Data shown:
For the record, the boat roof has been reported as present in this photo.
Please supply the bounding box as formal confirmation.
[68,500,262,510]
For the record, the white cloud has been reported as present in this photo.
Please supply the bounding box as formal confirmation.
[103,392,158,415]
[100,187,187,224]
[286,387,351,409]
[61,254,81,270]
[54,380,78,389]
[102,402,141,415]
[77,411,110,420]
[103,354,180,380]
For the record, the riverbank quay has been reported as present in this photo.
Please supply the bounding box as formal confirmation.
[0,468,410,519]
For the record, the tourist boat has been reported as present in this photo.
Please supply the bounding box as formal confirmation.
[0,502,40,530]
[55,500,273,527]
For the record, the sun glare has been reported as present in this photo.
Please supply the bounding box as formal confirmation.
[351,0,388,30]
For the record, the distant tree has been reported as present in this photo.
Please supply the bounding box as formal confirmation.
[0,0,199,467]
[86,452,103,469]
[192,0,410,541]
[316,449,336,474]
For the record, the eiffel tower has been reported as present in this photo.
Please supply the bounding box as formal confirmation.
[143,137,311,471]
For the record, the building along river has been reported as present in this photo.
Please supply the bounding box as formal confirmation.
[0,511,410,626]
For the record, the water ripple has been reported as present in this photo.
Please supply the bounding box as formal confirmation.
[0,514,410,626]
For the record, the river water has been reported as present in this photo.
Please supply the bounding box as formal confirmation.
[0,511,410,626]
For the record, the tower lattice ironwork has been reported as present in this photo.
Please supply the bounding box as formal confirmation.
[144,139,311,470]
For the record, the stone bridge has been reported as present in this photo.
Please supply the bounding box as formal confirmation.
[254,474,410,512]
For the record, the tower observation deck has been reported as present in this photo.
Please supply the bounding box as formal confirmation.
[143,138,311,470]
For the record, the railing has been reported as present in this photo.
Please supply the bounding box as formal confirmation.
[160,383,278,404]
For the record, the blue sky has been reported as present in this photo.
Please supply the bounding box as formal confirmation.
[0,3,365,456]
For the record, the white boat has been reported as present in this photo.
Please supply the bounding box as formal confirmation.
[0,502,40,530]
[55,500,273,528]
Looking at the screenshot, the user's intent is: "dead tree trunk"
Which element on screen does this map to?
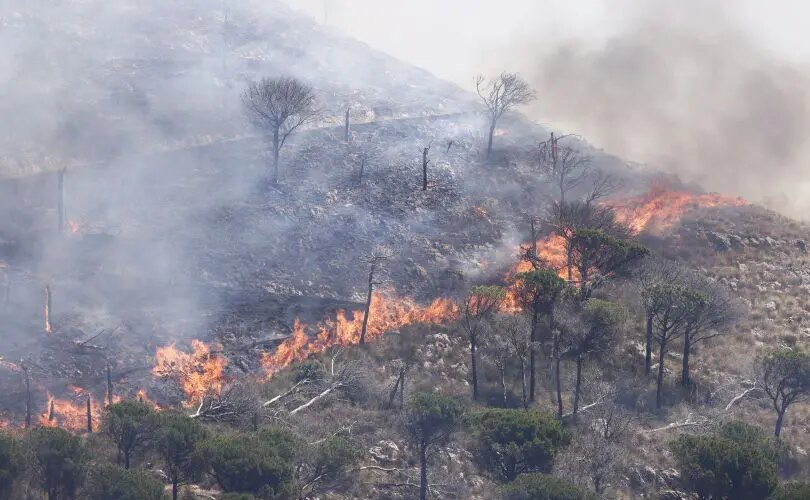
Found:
[107,361,113,406]
[43,285,53,333]
[343,108,351,142]
[56,168,66,233]
[360,262,376,344]
[87,396,93,434]
[20,363,31,429]
[422,146,430,191]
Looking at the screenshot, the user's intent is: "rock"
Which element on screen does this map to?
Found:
[706,231,731,252]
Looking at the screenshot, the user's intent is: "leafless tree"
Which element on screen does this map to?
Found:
[475,73,535,157]
[495,314,532,408]
[189,381,260,424]
[242,77,318,181]
[540,132,592,205]
[360,247,394,344]
[635,258,685,375]
[681,273,743,387]
[461,286,506,400]
[422,145,430,191]
[289,350,368,417]
[481,324,514,406]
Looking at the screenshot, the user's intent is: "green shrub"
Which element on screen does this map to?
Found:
[768,482,810,500]
[0,431,26,500]
[83,465,163,500]
[198,429,297,499]
[671,426,777,500]
[470,408,571,481]
[28,427,88,500]
[501,474,596,500]
[104,401,157,469]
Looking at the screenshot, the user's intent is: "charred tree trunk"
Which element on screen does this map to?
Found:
[520,359,529,409]
[273,128,281,182]
[43,285,53,333]
[644,311,653,377]
[422,146,430,191]
[470,334,478,401]
[87,396,93,434]
[343,108,351,142]
[655,337,667,410]
[773,408,787,439]
[56,168,65,233]
[487,120,495,158]
[554,347,563,420]
[21,363,31,429]
[529,311,537,403]
[681,330,692,387]
[498,364,509,408]
[572,355,582,420]
[419,444,428,500]
[107,361,113,406]
[360,262,374,344]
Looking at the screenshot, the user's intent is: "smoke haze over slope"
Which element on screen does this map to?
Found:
[293,0,810,217]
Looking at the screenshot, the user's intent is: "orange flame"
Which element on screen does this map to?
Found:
[38,391,101,431]
[152,340,228,404]
[262,294,458,377]
[610,186,748,234]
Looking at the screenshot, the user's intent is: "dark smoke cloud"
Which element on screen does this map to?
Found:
[527,2,810,216]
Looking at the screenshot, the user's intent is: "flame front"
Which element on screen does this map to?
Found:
[152,340,228,404]
[38,391,101,432]
[262,294,458,377]
[610,186,748,234]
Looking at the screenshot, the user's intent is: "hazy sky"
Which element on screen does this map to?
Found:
[286,0,810,218]
[285,0,810,87]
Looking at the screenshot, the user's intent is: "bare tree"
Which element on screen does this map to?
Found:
[189,381,260,424]
[757,351,810,438]
[422,145,430,191]
[681,274,743,387]
[461,286,506,400]
[540,132,592,204]
[481,317,514,406]
[360,247,394,344]
[635,258,685,375]
[242,77,318,181]
[475,73,535,157]
[495,315,532,408]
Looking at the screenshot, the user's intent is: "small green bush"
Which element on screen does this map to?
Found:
[470,408,571,481]
[501,474,596,500]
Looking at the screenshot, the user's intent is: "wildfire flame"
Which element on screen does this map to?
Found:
[152,340,228,404]
[262,294,458,377]
[610,186,748,234]
[38,391,101,431]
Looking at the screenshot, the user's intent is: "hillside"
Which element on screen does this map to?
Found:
[0,0,810,499]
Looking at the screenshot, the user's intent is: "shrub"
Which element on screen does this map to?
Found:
[471,408,571,480]
[155,412,205,500]
[768,482,810,500]
[672,431,776,500]
[104,401,157,469]
[84,465,163,500]
[0,431,26,500]
[198,428,297,499]
[501,474,596,500]
[28,427,88,500]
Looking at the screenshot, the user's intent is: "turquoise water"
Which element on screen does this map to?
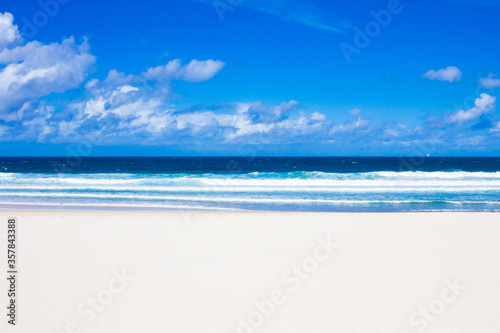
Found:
[0,158,500,212]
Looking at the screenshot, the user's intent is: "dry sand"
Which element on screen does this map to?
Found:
[0,211,500,333]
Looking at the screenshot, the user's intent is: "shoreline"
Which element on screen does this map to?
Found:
[0,210,500,333]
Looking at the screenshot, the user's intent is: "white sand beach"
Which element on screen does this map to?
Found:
[0,210,500,333]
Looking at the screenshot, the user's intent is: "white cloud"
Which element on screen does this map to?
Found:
[479,74,500,89]
[446,93,497,125]
[423,66,462,82]
[0,12,21,51]
[0,24,95,119]
[143,59,226,82]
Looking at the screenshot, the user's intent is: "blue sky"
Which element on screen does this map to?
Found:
[0,0,500,156]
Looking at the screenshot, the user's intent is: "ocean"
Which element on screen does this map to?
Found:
[0,157,500,212]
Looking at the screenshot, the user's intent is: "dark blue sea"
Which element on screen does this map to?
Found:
[0,157,500,212]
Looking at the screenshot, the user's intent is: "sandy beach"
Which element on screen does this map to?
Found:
[0,211,500,333]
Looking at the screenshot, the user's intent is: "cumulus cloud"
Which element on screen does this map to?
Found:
[143,59,226,82]
[0,12,21,51]
[479,74,500,89]
[423,66,462,82]
[445,93,497,125]
[0,13,95,119]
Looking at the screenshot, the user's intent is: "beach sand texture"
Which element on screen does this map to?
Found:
[0,210,500,333]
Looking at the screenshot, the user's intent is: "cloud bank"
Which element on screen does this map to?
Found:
[0,13,500,154]
[423,66,462,82]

The problem:
Return every line of the records above as a JSON list of strings, one string per line, with blank lines left out. Leave the pictures out of the answer.

Response to the task:
[
  "For the record, the boat roof has been reported as present in this photo.",
  "Please supply the bounding box as formal confirmation.",
  "[68,500,262,510]",
  "For the record, the white cloud has been reported as present in this photo.",
  "Please supply the bounding box as formal confirmation.",
  "[103,392,158,415]",
  "[100,187,187,224]",
  "[286,387,351,409]",
  "[61,254,81,270]",
  "[54,380,78,389]",
  "[102,402,141,415]",
  "[77,411,110,420]",
  "[103,354,180,380]",
  "For the record, the riverbank quay has been reported as present in this photo.",
  "Please supply the bounding box as formal confirmation.",
  "[0,468,410,519]",
  "For the record, the tourist boat has been reported as present in this photo.",
  "Please supply the bounding box as formal confirmation.",
  "[0,502,40,530]",
  "[55,500,273,527]",
  "For the record, the sun glare has been reported as present in this photo.",
  "Please supply the bounding box as formal confirmation.",
  "[351,0,388,30]",
  "For the record, the distant tree has been reported as present in this photo.",
  "Please supply the bounding box as formal confirmation.",
  "[0,0,199,467]",
  "[86,452,103,469]",
  "[192,0,410,541]",
  "[316,449,336,474]",
  "For the record, the eiffel tower has been reported as present in this photo.",
  "Please supply the bounding box as formal confirmation.",
  "[143,137,311,471]",
  "For the record, the building along river has been reported as present in this photo.",
  "Please supply the bounding box as formal confirmation.",
  "[0,511,410,626]",
  "For the record, the water ripple has been reported as present in this photo.",
  "Please supply the bounding box as formal confirmation.",
  "[0,514,410,626]",
  "For the record, the river water has been reported as present in this photo.",
  "Please supply the bounding box as formal confirmation.",
  "[0,511,410,626]",
  "For the record, the tower lattice ironwork has been reported as present in this photo.",
  "Please supply the bounding box as formal confirmation.",
  "[144,139,311,470]",
  "For the record, the stone bridge has been reported as present in this photo.",
  "Please supply the bounding box as formal confirmation.",
  "[254,474,410,512]",
  "For the record, the tower observation deck has been reported as present in this photo.",
  "Please supply the bounding box as formal confirmation.",
  "[143,138,311,470]",
  "For the record, the railing has been reported as present in this photo.",
  "Please supply the bounding box as formal confirmation.",
  "[160,383,278,404]",
  "For the record, the blue sky has been reported as present in this photo.",
  "Please supply the bounding box as formal confirmation.",
  "[0,3,365,456]",
  "For the record, the white boat has been reported as present in this photo.",
  "Please supply the bounding box as formal confirmation.",
  "[0,502,40,530]",
  "[55,500,273,528]",
  "Looking at the screenshot, the user's intent is: \"dead tree trunk\"",
  "Which element on screen does this map to?",
  "Found:",
  "[107,361,113,406]",
  "[43,285,53,333]",
  "[343,108,351,142]",
  "[56,168,66,233]",
  "[360,262,376,344]",
  "[87,396,93,434]",
  "[20,363,31,429]",
  "[422,146,430,191]",
  "Looking at the screenshot, the user's intent is: \"rock\"",
  "Which element on screen does this map to?",
  "Found:",
  "[706,231,731,252]",
  "Looking at the screenshot, the user's intent is: \"leafless tree\"",
  "Which element on screen does this map to?",
  "Found:",
  "[475,73,535,157]",
  "[495,314,532,408]",
  "[189,381,260,424]",
  "[242,77,318,181]",
  "[540,132,592,205]",
  "[360,247,394,344]",
  "[635,258,685,375]",
  "[681,273,743,387]",
  "[461,286,506,400]",
  "[422,145,430,191]",
  "[289,350,368,417]",
  "[481,324,514,406]",
  "Looking at the screenshot, the user's intent is: \"green shrub\"",
  "Which element on screen does this map to?",
  "Found:",
  "[768,482,810,500]",
  "[0,431,26,500]",
  "[83,465,163,500]",
  "[198,429,297,499]",
  "[671,426,777,500]",
  "[470,408,571,481]",
  "[28,427,88,500]",
  "[501,474,596,500]",
  "[104,401,157,469]",
  "Looking at the screenshot, the user's intent is: \"charred tree trunk\"",
  "Which element on screen does this map to?",
  "Found:",
  "[520,359,529,409]",
  "[273,128,281,182]",
  "[43,285,53,333]",
  "[644,311,653,377]",
  "[422,146,430,191]",
  "[470,334,478,401]",
  "[87,396,93,434]",
  "[343,108,351,142]",
  "[655,337,667,410]",
  "[773,408,787,439]",
  "[56,168,65,233]",
  "[487,120,495,158]",
  "[554,347,563,420]",
  "[21,363,31,429]",
  "[529,311,537,403]",
  "[681,330,692,387]",
  "[498,364,509,408]",
  "[572,355,582,420]",
  "[419,444,428,500]",
  "[107,361,113,406]",
  "[360,262,374,344]",
  "Looking at the screenshot, the user's intent is: \"smoke haze over slope\"",
  "Which element on screen does this map to?",
  "Found:",
  "[293,0,810,217]",
  "Looking at the screenshot, the user's intent is: \"orange flame\"",
  "Which element on screen does this map to?",
  "Found:",
  "[38,391,101,431]",
  "[152,340,228,404]",
  "[262,294,458,377]",
  "[610,186,748,234]",
  "Looking at the screenshot, the user's intent is: \"dark smoke cloud\"",
  "Which element on screen does this map to?",
  "Found:",
  "[527,2,810,216]",
  "Looking at the screenshot, the user's intent is: \"flame front\"",
  "Which element on screen does this map to?",
  "Found:",
  "[152,340,228,404]",
  "[38,391,101,432]",
  "[262,294,458,377]",
  "[610,186,748,234]",
  "Looking at the screenshot, the user's intent is: \"hazy sky\"",
  "Which element on screen does this map to?",
  "Found:",
  "[286,0,810,218]",
  "[285,0,810,87]",
  "Looking at the screenshot, the user's intent is: \"bare tree\"",
  "Which element on screen does this map to?",
  "Found:",
  "[189,381,260,424]",
  "[757,351,810,438]",
  "[422,145,430,191]",
  "[681,274,743,387]",
  "[461,286,506,400]",
  "[540,132,592,204]",
  "[481,317,514,406]",
  "[360,247,394,344]",
  "[635,258,685,375]",
  "[242,77,318,181]",
  "[475,73,535,157]",
  "[495,315,532,408]",
  "Looking at the screenshot, the user's intent is: \"small green bush\"",
  "Which element on screen does this map to?",
  "Found:",
  "[470,408,571,481]",
  "[501,474,596,500]",
  "Looking at the screenshot, the user's intent is: \"wildfire flame\"",
  "Which element on screen does this map to?",
  "Found:",
  "[152,340,228,404]",
  "[262,294,458,377]",
  "[610,186,748,234]",
  "[38,391,101,431]",
  "Looking at the screenshot, the user's intent is: \"hillside\"",
  "Which element on screen does this map to?",
  "Found:",
  "[0,0,810,499]",
  "Looking at the screenshot, the user's intent is: \"shrub\"",
  "Which element on screen does this map to?",
  "Found:",
  "[471,408,571,480]",
  "[155,412,205,500]",
  "[768,482,810,500]",
  "[672,431,776,500]",
  "[104,401,157,469]",
  "[84,465,163,500]",
  "[0,431,26,500]",
  "[198,428,297,499]",
  "[501,474,596,500]",
  "[28,427,88,500]",
  "Looking at the screenshot, the user's intent is: \"turquoise water\"",
  "Which element on screen does this map to?",
  "Found:",
  "[0,158,500,212]",
  "Looking at the screenshot, the user's intent is: \"dry sand\"",
  "Which element on screen does this map to?",
  "Found:",
  "[0,211,500,333]",
  "Looking at the screenshot, the user's intent is: \"shoreline\"",
  "Which element on screen does this map to?",
  "Found:",
  "[0,210,500,333]",
  "Looking at the screenshot, the user's intent is: \"white sand beach\"",
  "Which element on screen does this map to?",
  "Found:",
  "[0,210,500,333]",
  "Looking at the screenshot, the user's intent is: \"white cloud\"",
  "Which element on screen does this map to?",
  "Found:",
  "[479,74,500,89]",
  "[446,93,497,125]",
  "[423,66,462,82]",
  "[0,12,21,51]",
  "[0,24,95,119]",
  "[143,59,226,82]",
  "Looking at the screenshot, the user's intent is: \"blue sky\"",
  "Which element on screen does this map to?",
  "Found:",
  "[0,0,500,156]",
  "Looking at the screenshot, the user's intent is: \"ocean\"",
  "Which element on screen does this map to?",
  "Found:",
  "[0,157,500,212]",
  "Looking at the screenshot, the user's intent is: \"dark blue sea\"",
  "Which element on screen does this map to?",
  "Found:",
  "[0,157,500,212]",
  "Looking at the screenshot, the user's intent is: \"sandy beach\"",
  "Which element on screen does this map to?",
  "Found:",
  "[0,211,500,333]",
  "Looking at the screenshot, the user's intent is: \"cumulus cloud\"",
  "Which element on screen does this map to?",
  "Found:",
  "[143,59,226,82]",
  "[0,12,21,51]",
  "[479,74,500,89]",
  "[423,66,462,82]",
  "[445,93,497,125]",
  "[0,13,95,119]",
  "Looking at the screenshot, the user's intent is: \"beach sand texture\"",
  "Which element on screen does this map to?",
  "Found:",
  "[0,210,500,333]",
  "Looking at the screenshot, the user's intent is: \"cloud bank\"",
  "Which element on screen does this map to?",
  "Found:",
  "[0,13,500,154]",
  "[423,66,462,82]"
]